Region pointing data:

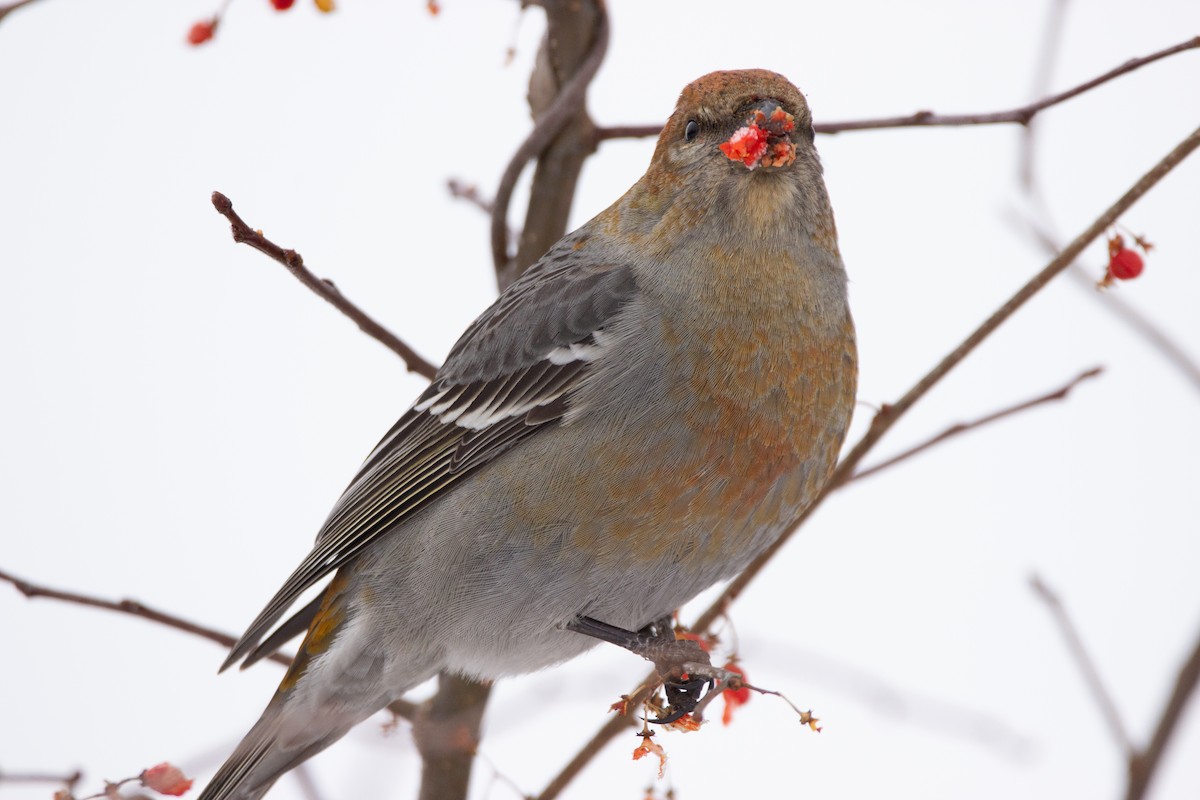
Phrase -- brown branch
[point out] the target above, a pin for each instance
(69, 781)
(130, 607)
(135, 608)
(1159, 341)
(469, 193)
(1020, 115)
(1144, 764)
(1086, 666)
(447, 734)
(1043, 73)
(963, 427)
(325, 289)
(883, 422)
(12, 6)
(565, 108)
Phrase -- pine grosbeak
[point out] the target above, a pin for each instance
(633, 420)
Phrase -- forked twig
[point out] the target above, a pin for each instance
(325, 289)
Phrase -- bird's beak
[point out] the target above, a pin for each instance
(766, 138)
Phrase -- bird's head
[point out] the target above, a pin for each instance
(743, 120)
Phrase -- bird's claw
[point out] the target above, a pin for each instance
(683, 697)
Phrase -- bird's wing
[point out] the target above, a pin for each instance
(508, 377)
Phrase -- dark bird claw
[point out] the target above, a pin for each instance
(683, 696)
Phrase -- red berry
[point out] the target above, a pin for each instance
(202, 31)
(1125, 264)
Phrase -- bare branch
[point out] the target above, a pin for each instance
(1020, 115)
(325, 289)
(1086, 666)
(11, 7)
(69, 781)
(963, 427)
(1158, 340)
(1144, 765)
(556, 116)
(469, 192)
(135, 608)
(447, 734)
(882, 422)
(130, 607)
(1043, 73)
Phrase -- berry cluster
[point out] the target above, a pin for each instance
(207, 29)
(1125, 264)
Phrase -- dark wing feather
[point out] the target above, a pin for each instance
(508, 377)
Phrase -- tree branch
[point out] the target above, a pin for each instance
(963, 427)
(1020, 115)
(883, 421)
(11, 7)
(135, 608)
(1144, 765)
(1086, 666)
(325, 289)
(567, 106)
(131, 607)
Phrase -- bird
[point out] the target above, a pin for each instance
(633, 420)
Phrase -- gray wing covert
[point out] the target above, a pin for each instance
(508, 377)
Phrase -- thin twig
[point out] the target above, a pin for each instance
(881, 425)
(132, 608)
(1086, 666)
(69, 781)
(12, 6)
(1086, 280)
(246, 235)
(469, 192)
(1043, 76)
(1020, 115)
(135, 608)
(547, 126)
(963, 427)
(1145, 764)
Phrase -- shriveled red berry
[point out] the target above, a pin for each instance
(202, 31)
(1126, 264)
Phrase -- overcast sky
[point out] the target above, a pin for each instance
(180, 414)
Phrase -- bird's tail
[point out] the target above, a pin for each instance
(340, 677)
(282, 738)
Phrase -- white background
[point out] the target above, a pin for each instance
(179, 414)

▶ **Description of the task**
Retype every entry word for word, but do not carry over the pictures.

▶ **Output for this task**
Phrase -- brown branch
[point out] the target above, a pin for each instance
(69, 781)
(130, 607)
(135, 608)
(1159, 341)
(469, 193)
(1020, 115)
(1144, 764)
(1086, 666)
(447, 734)
(1043, 73)
(963, 427)
(325, 289)
(883, 422)
(12, 6)
(565, 108)
Phrase -- pine grosbeak
[point out] the target above, a pin for each instance
(633, 420)
Phrase -- forked twig
[point out] the target above, a pin for each instance
(325, 289)
Phrase -- bird's beak
[point out] the target above, a pin for each instance
(766, 138)
Phrase -- bird's head
[point out] the target above, a pin for each instance
(743, 120)
Phrase -- bird's claw
[point out] the target above, a pin for each instance
(683, 697)
Phrase -- bird's wing
[point out] the target above, a pin for each instance
(508, 377)
Phrase -- dark bird claw
[point out] the target above, a pin for each instance
(683, 696)
Phrase -- red berry
[point out] the target above, a pin for each instance
(202, 31)
(1125, 264)
Phrase -- bare branch
[point out] the target above, a pin for each instance
(1020, 115)
(325, 289)
(1086, 666)
(11, 7)
(69, 781)
(963, 427)
(1158, 340)
(1144, 765)
(556, 116)
(469, 192)
(135, 608)
(447, 734)
(882, 422)
(130, 607)
(1043, 73)
Phrase -- berry cluster
[point out] the target above, a pin for each instance
(207, 29)
(1125, 264)
Phrase -- dark wing feather
[point out] the target above, a pin for each instance
(508, 377)
Phrase -- tree branch
[point out] the target above, a pin for each instance
(963, 427)
(1020, 115)
(883, 421)
(11, 7)
(135, 608)
(1144, 765)
(1086, 666)
(325, 289)
(567, 106)
(131, 607)
Phrase -- bird
[point out] the target above, a pin for each instance
(633, 420)
Phrase -- gray wing covert
[point out] the target above, a pin for each instance
(508, 377)
Phrase -- thin twig
[point out] the target above, a pin for each instance
(881, 425)
(132, 608)
(1086, 666)
(69, 781)
(12, 6)
(1086, 280)
(246, 235)
(469, 192)
(1043, 76)
(1020, 115)
(135, 608)
(547, 126)
(963, 427)
(1145, 764)
Phrase -- shriveled red berry
[point out] the target above, a pin for each instance
(202, 31)
(1126, 264)
Phrase -- overcast sky
[point out] the target above, a pin for each instance
(180, 414)
Phrase -- bird's tail
[point out] the target above, a pin for each instance
(340, 677)
(282, 738)
Phrase -- white background
[point out] the target above, a pin for each instance
(179, 414)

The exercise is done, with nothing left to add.